# [Material supplied]
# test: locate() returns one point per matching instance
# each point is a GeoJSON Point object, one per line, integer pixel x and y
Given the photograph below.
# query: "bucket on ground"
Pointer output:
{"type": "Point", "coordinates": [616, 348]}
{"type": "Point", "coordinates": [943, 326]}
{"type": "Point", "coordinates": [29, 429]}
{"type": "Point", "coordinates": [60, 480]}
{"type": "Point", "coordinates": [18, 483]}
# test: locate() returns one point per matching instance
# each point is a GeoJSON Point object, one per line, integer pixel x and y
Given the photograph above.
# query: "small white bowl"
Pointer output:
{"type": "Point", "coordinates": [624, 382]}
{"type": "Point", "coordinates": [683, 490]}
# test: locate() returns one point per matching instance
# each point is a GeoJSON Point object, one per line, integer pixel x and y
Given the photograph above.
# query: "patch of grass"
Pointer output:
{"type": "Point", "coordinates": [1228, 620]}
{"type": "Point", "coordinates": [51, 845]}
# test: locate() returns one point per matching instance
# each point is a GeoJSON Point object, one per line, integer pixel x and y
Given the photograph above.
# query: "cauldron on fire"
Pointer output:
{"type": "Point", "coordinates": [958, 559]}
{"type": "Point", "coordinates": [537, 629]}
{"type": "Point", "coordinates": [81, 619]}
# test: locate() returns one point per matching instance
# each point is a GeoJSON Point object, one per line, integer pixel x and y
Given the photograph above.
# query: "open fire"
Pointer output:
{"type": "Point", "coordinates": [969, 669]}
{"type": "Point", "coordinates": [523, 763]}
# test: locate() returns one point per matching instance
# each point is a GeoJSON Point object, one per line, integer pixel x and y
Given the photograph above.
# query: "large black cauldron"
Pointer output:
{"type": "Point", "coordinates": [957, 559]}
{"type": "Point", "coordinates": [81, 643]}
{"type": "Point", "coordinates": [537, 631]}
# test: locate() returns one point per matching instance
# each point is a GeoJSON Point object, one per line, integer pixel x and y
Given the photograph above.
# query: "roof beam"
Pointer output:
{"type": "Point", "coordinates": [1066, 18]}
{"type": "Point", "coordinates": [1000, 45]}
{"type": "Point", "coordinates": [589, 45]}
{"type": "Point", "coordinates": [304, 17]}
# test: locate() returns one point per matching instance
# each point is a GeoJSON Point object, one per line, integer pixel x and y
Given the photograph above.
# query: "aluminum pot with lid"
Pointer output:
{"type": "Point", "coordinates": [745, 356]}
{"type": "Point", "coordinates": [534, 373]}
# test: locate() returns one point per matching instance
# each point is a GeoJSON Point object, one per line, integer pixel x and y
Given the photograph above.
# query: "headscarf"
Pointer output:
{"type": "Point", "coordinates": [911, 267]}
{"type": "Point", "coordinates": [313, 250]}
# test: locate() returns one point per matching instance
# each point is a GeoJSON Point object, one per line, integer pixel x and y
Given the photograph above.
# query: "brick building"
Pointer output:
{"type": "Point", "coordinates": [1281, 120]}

# [Requirement]
Extract every line from the records above that contains the string "cauldron", treating uppercase and lowercase as different.

# [Finished answer]
# query: "cauldron on fire"
# query: "large black cauldron"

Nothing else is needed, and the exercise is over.